**Provided entries**.

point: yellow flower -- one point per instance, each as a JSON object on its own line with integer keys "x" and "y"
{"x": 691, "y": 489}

* * *

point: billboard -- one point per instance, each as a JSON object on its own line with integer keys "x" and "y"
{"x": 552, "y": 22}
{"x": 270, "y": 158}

...

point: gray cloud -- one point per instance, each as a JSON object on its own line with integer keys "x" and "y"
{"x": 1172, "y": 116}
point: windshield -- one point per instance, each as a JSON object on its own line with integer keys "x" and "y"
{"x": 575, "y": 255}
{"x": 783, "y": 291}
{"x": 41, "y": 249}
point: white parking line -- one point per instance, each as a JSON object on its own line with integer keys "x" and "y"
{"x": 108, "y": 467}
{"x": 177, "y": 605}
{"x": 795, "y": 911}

**Your task**. Pull out every line of the records above that contains the word "point", and treat case as significant.

**Task response**.
point: yellow flower -- one point per instance, each as a JSON object on its own line with integer keys "x" and "y"
point: billboard -- one point per instance, each as a JSON object on its own line with integer keys "x" and "y"
point: gray cloud -- one point per instance, each as a JSON object on its own line with integer keys "x" and "y"
point: windshield -- one point per instance, each as a JSON object on its own line with integer keys "x" and "y"
point: white parking line -- one point per instance, each as a JSON object on its own line with integer keys "x" and "y"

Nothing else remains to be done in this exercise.